• **Entries provided**

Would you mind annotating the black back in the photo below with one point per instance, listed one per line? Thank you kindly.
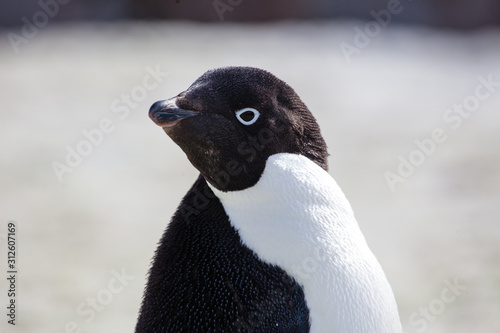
(204, 279)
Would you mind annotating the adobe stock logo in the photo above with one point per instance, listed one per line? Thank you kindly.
(428, 314)
(454, 117)
(94, 137)
(48, 9)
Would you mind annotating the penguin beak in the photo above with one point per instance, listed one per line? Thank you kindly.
(167, 114)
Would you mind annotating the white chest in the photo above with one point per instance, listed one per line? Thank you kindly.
(297, 217)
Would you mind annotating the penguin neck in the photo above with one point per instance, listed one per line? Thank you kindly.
(296, 217)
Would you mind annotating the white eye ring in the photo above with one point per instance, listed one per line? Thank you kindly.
(256, 116)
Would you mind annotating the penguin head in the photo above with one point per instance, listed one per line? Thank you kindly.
(231, 119)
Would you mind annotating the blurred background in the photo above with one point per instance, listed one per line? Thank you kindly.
(407, 94)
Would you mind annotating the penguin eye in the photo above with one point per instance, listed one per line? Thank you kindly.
(247, 116)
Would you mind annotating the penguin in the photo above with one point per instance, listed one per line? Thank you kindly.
(264, 240)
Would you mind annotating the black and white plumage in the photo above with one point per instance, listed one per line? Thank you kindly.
(264, 241)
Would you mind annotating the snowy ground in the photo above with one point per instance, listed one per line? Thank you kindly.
(439, 227)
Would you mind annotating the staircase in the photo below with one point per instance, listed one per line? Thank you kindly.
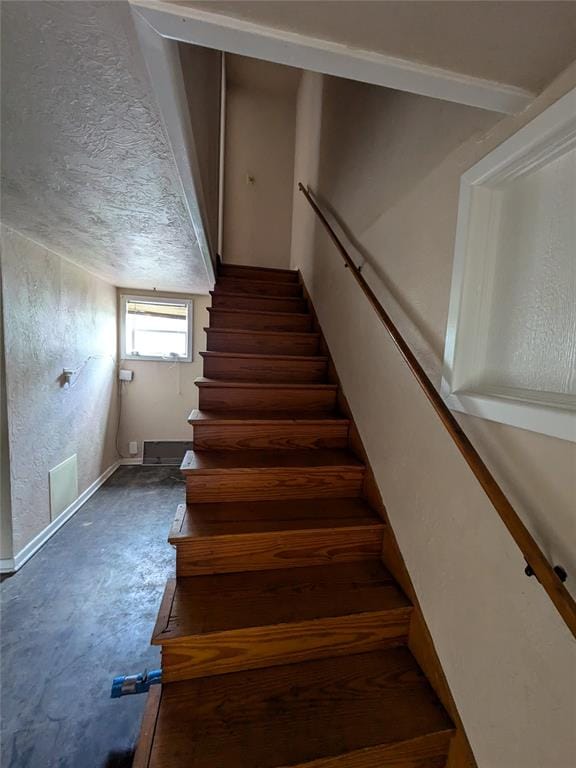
(284, 637)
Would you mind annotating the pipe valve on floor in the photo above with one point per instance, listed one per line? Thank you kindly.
(124, 685)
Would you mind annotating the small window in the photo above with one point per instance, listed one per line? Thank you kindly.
(156, 328)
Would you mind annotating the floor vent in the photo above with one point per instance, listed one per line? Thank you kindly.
(167, 452)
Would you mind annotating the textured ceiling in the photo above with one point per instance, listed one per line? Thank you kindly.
(86, 167)
(520, 43)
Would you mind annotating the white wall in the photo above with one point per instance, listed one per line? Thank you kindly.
(531, 337)
(157, 402)
(390, 168)
(56, 316)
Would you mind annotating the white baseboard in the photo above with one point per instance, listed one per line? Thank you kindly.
(12, 565)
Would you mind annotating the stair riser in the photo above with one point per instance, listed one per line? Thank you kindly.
(259, 399)
(272, 436)
(257, 288)
(253, 273)
(280, 344)
(270, 484)
(284, 549)
(221, 652)
(241, 369)
(258, 303)
(219, 318)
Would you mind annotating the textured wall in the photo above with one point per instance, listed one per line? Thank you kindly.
(260, 125)
(390, 166)
(56, 316)
(157, 403)
(86, 167)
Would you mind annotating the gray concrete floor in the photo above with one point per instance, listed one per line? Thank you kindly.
(80, 612)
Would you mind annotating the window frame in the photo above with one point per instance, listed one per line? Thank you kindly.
(157, 299)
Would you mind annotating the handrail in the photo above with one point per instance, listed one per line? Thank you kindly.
(537, 563)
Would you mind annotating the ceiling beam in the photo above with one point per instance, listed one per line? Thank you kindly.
(233, 35)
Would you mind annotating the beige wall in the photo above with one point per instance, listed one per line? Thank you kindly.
(157, 402)
(260, 123)
(56, 315)
(201, 69)
(5, 500)
(390, 167)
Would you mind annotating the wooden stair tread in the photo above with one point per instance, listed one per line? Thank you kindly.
(247, 332)
(242, 416)
(205, 604)
(267, 357)
(205, 382)
(255, 287)
(294, 714)
(236, 518)
(213, 462)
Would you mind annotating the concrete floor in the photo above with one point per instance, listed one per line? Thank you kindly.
(80, 612)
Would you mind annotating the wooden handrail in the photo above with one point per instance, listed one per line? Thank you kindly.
(537, 562)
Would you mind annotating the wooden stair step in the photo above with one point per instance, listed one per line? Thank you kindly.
(248, 366)
(216, 394)
(262, 302)
(242, 430)
(258, 287)
(370, 710)
(258, 273)
(263, 342)
(277, 617)
(251, 319)
(224, 537)
(253, 475)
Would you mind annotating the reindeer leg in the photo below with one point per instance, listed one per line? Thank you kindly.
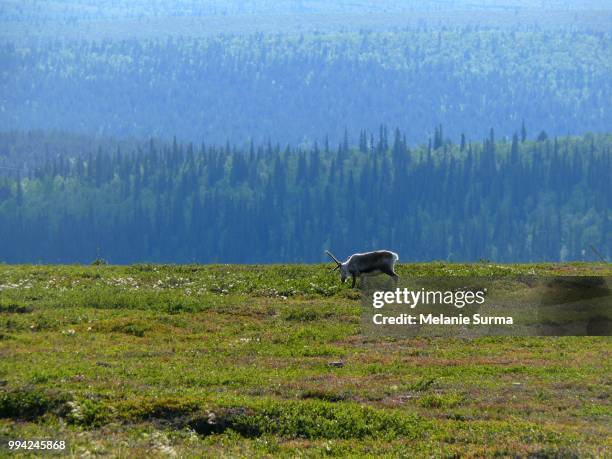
(362, 280)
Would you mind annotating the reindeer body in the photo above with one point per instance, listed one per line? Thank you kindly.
(367, 264)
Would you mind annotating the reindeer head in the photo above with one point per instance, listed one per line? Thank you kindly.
(341, 266)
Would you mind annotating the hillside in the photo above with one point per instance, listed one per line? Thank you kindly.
(205, 360)
(298, 87)
(502, 200)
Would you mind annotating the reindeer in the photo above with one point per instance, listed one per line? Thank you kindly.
(364, 264)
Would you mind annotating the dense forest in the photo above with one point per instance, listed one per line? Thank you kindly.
(69, 11)
(507, 200)
(292, 88)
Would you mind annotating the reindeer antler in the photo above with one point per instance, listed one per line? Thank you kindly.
(333, 258)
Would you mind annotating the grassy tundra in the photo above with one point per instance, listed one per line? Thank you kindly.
(234, 361)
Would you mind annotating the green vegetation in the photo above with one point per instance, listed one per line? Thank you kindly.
(508, 201)
(223, 360)
(297, 88)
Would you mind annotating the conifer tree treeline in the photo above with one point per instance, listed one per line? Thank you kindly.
(511, 201)
(292, 87)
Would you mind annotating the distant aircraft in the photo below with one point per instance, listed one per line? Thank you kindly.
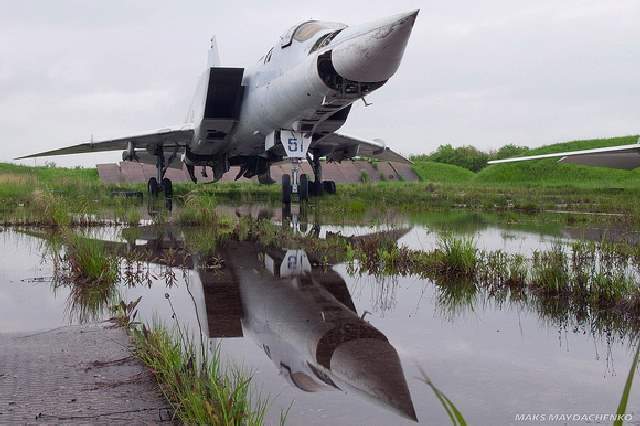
(287, 106)
(616, 157)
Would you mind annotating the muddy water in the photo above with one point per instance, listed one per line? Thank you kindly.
(356, 350)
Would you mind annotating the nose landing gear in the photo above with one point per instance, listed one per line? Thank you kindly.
(295, 184)
(160, 183)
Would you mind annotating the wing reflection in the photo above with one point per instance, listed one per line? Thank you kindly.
(300, 315)
(306, 323)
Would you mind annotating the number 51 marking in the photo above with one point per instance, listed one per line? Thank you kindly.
(293, 145)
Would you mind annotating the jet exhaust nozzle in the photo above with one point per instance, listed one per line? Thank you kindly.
(373, 52)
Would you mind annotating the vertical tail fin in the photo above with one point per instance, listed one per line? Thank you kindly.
(213, 59)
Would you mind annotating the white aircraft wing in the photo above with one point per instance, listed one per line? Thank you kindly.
(337, 147)
(617, 157)
(171, 138)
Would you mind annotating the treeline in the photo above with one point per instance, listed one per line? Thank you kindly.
(469, 156)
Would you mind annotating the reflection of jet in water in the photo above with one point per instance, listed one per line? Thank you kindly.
(301, 316)
(305, 321)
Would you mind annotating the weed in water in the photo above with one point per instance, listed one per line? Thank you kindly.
(200, 390)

• **Problem description**
Print the full listing exactly, dropping the pictures.

• **Final result**
Would you mind annotating the black back in the photo below with one point per instance, listed one per line? Thank you kindly.
(204, 279)
Would you mind annotating the adobe stock logo in the photo above with one point per instance, listed one per line? Thank you kindly.
(428, 314)
(454, 117)
(94, 137)
(48, 9)
Would you mind annotating the penguin beak in the photo above with one point per instance, listed one per line? Thank you kindly.
(167, 114)
Would you mind annotating the white chest in the photo above with one point per instance, listed one per line? Thank you kindly.
(297, 217)
Would you mind annotating the penguin neck in the photo above with one point per instance, listed one per line? Thank you kindly.
(296, 217)
Would you mind annotating the white eye ring in the photo above with one point per instance, listed one per line? Thank you kindly.
(256, 116)
Would you mind annotating the penguin head in the photo above with one point per instance, listed one per line? Thank you kindly.
(231, 119)
Would you mind annotating the blurred background in the photo above with one point per instance, listed one per line? Thank you kindly.
(407, 94)
Would you mind annotating the penguin eye in the photo above with one point per instance, listed one per line? Thank you kindly.
(247, 116)
Would you mind annotating the penguin in the photo above with one point per instance, listed one per line? Thank you kindly.
(264, 240)
Would you mind annotating the black and white plumage in the photo above with one point per instance, listed one per line? Thank you kindly.
(264, 241)
Would you mind annotating the snowy ground in the photo above with one point per instance, listed one per line? Thank you kindly.
(439, 227)
Would you mind annotating the staircase in the photo below with one point per instance, listed one per line? Thank you kindly.
(284, 637)
Would you mind annotating the pipe valve on floor in the photo above with one point per instance, listed one per line? Thank you kindly.
(124, 685)
Would you mind annotating the small window in the photo above with one point per instance, listed one per line? Thank you kindly.
(156, 328)
Would you mind annotating the floor vent in the photo above with one point per instance, listed one per line? Thank you kindly.
(167, 452)
Would you mind annotating the textured ceiling in the photo above with one point per instance, listed one per line? Thank you kindly.
(86, 167)
(520, 43)
Would you mind annotating the white wall in the photo above with one point per instance, listed one per line? Thank you kindly.
(531, 337)
(157, 402)
(390, 168)
(56, 316)
Would you mind annotating the white baseboard in the photo above with one point per instance, listed one per line? Thank you kindly.
(12, 565)
Would you mind annotating the stair riser in the photo above with one point per instance, listed one per line? Thank you kindly.
(259, 399)
(272, 436)
(257, 288)
(253, 273)
(280, 344)
(270, 484)
(284, 549)
(221, 652)
(241, 369)
(258, 303)
(219, 318)
Would you mind annotating the textured wall in the photo above with one point per instance, listed one per line? Thank you kindly.
(260, 125)
(390, 166)
(56, 316)
(157, 403)
(86, 167)
Would you mind annotating the gray concrete floor in the photo above with one point per instance, listed one per line? Thank you kindly.
(80, 612)
Would you mind annotating the window frame in the photo above with one point per instance, listed one per line? Thank you kindly.
(157, 299)
Would you mind annotating the handrail in the photo above with one point per instance, listed one per line? Thank you kindly.
(537, 563)
Would you mind annotating the ceiling beam in the photo above with one point per instance, listed one per line? Thank you kindly.
(233, 35)
Would you mind annotating the beige wall in the photo above with one point per instance, listed one per line? Thank you kindly.
(157, 402)
(260, 123)
(56, 315)
(201, 69)
(5, 500)
(390, 167)
Would you mind annotating the wooden stair tread in the photo above with one point per instance, listed one per line? Thank you kindly.
(247, 332)
(242, 416)
(205, 604)
(267, 357)
(205, 382)
(255, 287)
(294, 714)
(236, 518)
(213, 462)
Would you mind annotating the concrete floor in the photo above with one point per instance, listed one per line? Thank you kindly.
(80, 612)
Would you mind annotating the wooden handrail in the photo above with one point per instance, listed one per line? Thank you kindly.
(537, 562)
Would you mind annotating the wooden stair step in the photo above with one point per instance, listed one per line? Thank you kindly.
(248, 366)
(216, 394)
(262, 302)
(242, 430)
(258, 287)
(370, 710)
(258, 273)
(263, 342)
(277, 617)
(251, 319)
(224, 537)
(253, 475)
Would you mind annotating the reindeer leg in the photo below with one point per instance, listed one per line? Thank you kindly.
(362, 280)
Would you mind annotating the reindeer body in the photo above with one point per instance, listed one per line? Thank you kindly.
(367, 264)
Would you mind annotating the reindeer head in the photo above with one point per instance, listed one per line? Thank you kindly.
(341, 266)
Would you mind annotating the hillside in the photo above with one point per instance, listed one per line? Thank you kindly.
(205, 360)
(298, 87)
(502, 200)
Would you mind annotating the reindeer in the photo above with one point per instance, listed one per line? Thank you kindly.
(364, 264)
Would you mind annotating the dense forest in the photo above with one point per instance, listed one per line? Thank you kindly.
(69, 11)
(507, 200)
(292, 88)
Would you mind annotating the reindeer antler in the photo above with one point per instance, listed one per line? Thank you kindly.
(333, 258)
Would you mind annotating the grassy tundra in the photo above with one point per instance, listed one per line? Thank you kindly.
(234, 361)
Would you mind annotating the green vegetation in the photo above with one point per instance, listed one per line? Thank you kindly.
(508, 201)
(223, 360)
(297, 88)
Would you mind annotating the conifer tree treeline in the photo above with one point per instance, listed one per line? Thank you kindly.
(511, 201)
(292, 87)
Would you mind annotating the distant aircraft in the photo below with one point per instance, listed one per line? Thank you kindly.
(287, 106)
(616, 157)
Would you mind annotating the muddy water in the photo above with one point per instance, listed one per line? Thank you kindly.
(356, 350)
Would you mind annotating the nose landing gear in the photo above with one point per instance, listed one per line? Thank you kindly.
(295, 184)
(160, 183)
Would you mind annotating the wing reflection in the photo above with one point per instance, listed one per line? Thank you kindly.
(300, 315)
(306, 323)
Would you mind annotating the number 51 marking in the photo above with one point per instance, listed one per line? Thank you kindly.
(293, 145)
Would you mind annotating the jet exhaust nozzle in the photo above with one point per instance, listed one per line? Thank you kindly.
(373, 52)
Would you mind annotating the vertical tail fin in the photo above with one point per instance, listed one per line? Thank you kindly.
(213, 59)
Would you mind annotating the white aircraft wing in the photo above with one point per instance, listed one per line? Thank you kindly.
(337, 147)
(617, 157)
(171, 138)
Would you mind annotating the treeline in the photo above with one point per instance, listed one per line? Thank you kindly.
(469, 156)
Would you mind annotating the reflection of jet in water in the photo above with one point per instance, listed one per line? Thank you kindly.
(301, 316)
(305, 321)
Would you mind annotating the weed in water in the photo above with one point per instance, listed one per line? Thank you kindly.
(200, 390)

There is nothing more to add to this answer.